§ Description of the task: Every line of the entries below that includes "mantel" belongs in the answer, copied as written.
::::::::
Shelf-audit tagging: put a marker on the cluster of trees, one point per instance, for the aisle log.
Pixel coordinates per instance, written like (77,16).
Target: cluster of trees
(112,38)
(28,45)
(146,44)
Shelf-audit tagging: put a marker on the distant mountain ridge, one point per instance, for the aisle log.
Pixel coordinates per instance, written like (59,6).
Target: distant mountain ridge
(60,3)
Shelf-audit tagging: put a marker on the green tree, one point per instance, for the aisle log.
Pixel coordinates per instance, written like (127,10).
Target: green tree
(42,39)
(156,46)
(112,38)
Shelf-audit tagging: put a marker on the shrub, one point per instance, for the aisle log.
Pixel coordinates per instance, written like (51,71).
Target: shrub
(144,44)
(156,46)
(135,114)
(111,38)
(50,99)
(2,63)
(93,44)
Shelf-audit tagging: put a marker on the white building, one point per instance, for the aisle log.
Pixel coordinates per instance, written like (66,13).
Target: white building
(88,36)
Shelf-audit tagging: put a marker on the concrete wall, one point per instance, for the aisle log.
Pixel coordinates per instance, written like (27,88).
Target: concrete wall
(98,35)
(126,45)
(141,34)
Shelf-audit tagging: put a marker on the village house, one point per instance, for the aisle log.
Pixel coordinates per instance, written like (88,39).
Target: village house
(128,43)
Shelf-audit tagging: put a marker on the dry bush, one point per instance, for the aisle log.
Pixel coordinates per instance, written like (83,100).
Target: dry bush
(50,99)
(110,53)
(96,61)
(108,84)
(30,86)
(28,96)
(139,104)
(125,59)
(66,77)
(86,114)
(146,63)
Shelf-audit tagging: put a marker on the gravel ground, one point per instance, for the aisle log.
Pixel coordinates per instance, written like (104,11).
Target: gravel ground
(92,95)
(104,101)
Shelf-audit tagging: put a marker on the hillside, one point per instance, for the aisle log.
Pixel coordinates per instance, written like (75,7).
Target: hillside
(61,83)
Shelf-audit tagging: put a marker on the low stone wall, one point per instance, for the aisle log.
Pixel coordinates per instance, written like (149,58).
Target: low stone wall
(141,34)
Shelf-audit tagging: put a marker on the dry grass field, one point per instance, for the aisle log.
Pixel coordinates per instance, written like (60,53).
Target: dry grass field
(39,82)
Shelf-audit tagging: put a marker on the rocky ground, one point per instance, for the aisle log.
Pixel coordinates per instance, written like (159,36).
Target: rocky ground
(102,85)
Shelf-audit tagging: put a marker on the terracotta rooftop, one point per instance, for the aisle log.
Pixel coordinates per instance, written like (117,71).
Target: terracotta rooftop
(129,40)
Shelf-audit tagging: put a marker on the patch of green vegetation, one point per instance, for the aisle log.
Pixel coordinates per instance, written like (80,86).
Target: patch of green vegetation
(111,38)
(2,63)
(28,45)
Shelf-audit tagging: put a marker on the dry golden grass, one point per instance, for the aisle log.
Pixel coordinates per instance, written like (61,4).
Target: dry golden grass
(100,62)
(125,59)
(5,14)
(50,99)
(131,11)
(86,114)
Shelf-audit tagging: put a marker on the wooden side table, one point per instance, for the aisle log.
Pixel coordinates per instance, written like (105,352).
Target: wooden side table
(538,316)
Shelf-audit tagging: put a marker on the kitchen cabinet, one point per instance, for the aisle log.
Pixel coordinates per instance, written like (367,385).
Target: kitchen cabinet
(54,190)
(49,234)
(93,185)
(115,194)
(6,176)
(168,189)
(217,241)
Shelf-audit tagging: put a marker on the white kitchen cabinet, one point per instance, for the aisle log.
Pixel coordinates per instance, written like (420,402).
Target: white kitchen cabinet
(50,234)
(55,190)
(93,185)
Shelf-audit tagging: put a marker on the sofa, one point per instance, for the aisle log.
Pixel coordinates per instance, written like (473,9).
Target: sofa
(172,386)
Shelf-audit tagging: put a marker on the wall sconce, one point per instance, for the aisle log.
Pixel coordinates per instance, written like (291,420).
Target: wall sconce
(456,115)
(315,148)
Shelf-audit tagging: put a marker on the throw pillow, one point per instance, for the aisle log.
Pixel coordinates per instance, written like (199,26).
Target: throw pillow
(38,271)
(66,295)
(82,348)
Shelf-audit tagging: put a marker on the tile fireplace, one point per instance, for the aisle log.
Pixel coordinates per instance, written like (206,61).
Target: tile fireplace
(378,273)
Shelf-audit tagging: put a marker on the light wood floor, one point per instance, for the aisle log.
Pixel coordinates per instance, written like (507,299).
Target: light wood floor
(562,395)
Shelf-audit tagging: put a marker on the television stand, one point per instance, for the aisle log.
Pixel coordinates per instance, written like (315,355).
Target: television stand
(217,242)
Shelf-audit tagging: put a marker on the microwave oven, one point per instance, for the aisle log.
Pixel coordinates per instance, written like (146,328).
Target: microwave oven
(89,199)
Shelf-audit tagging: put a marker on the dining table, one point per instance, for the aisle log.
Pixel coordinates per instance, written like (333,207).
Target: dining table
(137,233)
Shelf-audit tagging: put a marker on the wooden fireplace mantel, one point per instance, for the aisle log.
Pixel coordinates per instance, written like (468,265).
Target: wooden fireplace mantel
::::::::
§ Answer to the exercise:
Shelf-audit tagging: put a marker on the wooden fireplace mantel, one point per instance, for the aisle log.
Target: wooden fireplace mantel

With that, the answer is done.